### Required task:
List, in full, each line of the records that follow containing the string "Below".
-- BEGIN Input material --
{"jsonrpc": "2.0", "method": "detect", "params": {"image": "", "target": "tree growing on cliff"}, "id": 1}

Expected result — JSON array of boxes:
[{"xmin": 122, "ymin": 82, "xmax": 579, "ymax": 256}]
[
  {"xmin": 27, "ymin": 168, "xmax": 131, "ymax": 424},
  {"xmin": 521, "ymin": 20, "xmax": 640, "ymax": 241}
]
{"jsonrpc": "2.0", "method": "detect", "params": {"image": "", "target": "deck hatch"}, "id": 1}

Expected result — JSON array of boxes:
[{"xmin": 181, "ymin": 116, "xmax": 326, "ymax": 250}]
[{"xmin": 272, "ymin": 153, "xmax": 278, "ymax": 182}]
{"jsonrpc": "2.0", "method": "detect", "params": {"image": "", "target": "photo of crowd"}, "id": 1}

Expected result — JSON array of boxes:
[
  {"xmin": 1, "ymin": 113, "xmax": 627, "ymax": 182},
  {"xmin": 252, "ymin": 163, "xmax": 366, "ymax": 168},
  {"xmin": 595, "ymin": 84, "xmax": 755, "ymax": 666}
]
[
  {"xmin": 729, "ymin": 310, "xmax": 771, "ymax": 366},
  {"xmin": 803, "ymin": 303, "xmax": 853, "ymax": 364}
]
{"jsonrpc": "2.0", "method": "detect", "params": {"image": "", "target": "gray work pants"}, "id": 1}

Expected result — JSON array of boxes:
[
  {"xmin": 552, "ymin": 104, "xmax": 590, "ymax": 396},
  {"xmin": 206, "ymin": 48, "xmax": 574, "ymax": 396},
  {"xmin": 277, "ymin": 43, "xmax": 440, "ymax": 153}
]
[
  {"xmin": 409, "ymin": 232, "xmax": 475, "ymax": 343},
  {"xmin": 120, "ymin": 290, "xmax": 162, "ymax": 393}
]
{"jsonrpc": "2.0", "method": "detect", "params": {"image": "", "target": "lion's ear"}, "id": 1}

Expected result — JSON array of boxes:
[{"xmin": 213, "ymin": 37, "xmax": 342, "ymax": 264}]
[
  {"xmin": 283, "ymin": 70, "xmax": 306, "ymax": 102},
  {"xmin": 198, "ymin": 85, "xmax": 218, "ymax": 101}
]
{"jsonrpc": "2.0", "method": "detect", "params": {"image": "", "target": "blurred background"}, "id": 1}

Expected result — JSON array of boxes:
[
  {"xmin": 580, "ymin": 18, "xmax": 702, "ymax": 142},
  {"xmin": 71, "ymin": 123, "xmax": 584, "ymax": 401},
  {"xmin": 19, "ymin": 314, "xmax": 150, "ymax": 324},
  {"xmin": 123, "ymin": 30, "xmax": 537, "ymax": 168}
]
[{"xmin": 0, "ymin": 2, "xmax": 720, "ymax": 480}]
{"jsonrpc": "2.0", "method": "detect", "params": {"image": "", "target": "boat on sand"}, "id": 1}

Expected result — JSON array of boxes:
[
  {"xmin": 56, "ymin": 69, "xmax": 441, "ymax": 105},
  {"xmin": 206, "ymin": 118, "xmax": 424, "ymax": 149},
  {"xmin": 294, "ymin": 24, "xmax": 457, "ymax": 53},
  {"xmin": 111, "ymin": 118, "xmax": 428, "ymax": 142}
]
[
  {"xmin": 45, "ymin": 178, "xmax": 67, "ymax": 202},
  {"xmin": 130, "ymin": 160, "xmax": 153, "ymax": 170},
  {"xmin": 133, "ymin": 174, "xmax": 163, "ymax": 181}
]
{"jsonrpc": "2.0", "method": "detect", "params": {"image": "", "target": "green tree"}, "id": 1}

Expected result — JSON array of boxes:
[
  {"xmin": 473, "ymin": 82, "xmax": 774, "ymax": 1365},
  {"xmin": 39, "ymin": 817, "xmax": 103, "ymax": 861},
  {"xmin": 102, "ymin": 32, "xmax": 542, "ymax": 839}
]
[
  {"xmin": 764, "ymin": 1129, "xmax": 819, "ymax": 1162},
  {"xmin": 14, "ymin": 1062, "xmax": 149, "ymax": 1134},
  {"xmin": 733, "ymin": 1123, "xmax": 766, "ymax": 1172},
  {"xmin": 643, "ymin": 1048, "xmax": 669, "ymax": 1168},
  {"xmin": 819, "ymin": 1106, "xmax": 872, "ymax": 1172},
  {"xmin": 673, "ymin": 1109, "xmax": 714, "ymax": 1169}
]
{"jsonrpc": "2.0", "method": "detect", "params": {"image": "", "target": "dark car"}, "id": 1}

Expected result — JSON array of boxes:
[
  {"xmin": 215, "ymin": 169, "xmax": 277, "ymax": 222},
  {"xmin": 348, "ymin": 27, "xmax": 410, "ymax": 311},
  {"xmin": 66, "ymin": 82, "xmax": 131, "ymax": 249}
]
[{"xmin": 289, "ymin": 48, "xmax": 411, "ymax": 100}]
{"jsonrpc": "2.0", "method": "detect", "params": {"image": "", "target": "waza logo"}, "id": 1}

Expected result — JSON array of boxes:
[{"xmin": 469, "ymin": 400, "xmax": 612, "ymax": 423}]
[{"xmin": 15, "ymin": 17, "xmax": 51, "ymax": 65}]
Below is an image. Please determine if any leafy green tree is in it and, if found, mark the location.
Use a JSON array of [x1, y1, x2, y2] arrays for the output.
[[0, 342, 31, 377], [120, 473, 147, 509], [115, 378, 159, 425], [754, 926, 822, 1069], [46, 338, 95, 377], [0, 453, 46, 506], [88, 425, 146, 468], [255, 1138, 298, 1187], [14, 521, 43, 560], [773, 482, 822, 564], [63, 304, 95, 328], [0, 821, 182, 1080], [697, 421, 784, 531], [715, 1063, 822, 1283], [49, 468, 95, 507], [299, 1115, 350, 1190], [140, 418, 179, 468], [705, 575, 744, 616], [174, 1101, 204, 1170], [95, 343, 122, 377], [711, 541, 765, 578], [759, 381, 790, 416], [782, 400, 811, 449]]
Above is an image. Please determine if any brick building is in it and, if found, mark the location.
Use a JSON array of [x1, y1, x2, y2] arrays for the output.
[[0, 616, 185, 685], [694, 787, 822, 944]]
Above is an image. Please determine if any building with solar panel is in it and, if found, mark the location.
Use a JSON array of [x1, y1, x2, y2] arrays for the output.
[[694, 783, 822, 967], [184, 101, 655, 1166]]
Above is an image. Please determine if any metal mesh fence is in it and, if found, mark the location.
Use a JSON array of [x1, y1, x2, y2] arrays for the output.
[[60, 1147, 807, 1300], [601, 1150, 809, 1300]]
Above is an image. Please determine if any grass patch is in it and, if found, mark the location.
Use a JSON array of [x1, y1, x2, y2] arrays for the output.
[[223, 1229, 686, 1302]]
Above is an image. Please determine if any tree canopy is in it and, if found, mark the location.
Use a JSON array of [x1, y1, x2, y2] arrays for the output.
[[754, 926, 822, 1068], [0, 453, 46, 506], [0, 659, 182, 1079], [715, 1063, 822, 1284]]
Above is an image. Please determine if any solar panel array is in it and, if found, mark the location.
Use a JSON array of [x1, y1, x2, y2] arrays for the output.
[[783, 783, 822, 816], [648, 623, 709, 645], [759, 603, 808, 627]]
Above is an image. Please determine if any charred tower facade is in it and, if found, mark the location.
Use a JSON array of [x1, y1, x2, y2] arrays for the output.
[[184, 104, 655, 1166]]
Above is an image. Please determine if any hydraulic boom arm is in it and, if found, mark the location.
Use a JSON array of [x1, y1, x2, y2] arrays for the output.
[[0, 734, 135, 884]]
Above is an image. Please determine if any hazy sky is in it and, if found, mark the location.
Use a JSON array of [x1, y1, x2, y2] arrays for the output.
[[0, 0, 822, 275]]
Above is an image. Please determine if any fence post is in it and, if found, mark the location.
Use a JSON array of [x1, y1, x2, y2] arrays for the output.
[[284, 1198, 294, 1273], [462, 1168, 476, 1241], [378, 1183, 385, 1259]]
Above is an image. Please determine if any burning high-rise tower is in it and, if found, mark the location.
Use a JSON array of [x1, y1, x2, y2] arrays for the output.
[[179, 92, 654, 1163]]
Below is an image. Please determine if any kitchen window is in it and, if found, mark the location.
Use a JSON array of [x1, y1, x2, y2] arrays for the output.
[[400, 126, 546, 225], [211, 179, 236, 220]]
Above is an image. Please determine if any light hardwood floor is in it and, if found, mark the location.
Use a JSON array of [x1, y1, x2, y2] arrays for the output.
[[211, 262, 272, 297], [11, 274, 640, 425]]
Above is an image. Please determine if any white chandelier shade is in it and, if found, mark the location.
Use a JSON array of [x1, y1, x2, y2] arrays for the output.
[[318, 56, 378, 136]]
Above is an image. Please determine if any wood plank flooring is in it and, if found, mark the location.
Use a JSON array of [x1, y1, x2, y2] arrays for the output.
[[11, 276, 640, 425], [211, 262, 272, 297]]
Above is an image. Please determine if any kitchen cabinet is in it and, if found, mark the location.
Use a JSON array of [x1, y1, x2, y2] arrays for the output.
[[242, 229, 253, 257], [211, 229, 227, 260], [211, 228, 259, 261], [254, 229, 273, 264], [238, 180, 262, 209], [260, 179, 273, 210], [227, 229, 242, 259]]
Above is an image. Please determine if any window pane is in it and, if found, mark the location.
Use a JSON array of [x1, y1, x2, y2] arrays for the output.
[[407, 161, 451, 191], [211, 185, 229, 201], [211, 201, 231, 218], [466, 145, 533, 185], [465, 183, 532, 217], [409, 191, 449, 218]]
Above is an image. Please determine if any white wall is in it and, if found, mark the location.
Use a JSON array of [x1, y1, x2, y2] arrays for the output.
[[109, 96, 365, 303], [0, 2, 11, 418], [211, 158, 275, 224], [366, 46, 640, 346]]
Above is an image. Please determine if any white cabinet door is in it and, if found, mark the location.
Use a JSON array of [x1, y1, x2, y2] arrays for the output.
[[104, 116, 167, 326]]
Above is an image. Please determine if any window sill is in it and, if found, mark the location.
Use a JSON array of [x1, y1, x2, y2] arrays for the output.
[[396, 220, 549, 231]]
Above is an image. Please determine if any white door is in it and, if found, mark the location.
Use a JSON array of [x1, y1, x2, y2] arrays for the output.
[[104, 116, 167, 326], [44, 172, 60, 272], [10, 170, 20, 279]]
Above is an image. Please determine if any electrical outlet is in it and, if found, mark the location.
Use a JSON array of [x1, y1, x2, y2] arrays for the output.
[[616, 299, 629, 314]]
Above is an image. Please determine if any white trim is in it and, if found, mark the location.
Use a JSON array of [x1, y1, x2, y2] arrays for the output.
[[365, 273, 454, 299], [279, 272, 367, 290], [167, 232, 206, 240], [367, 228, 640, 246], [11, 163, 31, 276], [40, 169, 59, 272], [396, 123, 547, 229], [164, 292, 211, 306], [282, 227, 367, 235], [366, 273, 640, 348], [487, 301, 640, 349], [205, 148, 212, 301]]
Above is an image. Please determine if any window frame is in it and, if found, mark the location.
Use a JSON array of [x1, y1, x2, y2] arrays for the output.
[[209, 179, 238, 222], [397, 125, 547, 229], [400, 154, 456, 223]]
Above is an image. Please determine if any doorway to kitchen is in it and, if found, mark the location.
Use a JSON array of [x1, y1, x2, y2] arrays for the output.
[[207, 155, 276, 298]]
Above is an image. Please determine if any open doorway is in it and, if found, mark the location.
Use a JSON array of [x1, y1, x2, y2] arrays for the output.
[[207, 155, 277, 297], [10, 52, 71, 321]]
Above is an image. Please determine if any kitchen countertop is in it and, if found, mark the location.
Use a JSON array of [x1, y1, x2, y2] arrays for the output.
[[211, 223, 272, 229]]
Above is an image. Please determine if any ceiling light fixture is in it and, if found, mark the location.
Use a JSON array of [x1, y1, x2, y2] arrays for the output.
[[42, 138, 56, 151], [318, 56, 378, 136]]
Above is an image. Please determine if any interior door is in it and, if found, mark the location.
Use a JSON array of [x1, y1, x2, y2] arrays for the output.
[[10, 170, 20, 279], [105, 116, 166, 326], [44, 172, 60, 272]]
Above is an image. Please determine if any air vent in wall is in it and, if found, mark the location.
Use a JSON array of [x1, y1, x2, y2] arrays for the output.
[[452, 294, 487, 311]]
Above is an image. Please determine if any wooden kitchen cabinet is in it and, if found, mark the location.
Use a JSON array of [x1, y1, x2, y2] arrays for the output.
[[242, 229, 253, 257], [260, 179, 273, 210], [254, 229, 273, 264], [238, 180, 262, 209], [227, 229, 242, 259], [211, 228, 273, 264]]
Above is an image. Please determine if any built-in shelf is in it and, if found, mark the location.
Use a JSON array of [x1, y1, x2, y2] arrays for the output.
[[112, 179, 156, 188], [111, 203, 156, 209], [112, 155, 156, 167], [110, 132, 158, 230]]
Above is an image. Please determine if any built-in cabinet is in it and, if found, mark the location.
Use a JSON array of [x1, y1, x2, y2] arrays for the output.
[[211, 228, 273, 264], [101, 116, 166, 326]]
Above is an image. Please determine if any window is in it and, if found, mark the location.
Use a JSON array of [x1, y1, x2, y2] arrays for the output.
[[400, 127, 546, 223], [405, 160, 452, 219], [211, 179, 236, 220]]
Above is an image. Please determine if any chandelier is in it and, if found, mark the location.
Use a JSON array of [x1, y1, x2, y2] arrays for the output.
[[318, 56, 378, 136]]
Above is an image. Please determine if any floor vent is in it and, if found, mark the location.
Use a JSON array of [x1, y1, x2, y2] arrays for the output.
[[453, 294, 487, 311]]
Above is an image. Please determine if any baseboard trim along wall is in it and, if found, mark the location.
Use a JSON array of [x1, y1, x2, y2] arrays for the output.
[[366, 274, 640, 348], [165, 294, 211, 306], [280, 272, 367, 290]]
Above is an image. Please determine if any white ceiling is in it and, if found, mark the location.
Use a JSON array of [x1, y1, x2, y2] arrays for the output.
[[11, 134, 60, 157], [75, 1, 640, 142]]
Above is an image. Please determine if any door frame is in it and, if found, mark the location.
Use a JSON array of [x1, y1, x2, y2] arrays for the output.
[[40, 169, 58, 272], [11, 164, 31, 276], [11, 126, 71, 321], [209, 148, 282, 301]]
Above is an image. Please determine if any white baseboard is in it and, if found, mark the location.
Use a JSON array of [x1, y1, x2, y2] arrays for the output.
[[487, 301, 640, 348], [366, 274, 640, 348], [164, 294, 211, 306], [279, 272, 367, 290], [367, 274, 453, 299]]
-- END Input material --
### The answer:
Below is an image. Please determine if any leafy green tree is in it and, if found, mark the location.
Below is an image. Please determine if any kitchen window is in it and, if found, mark the location.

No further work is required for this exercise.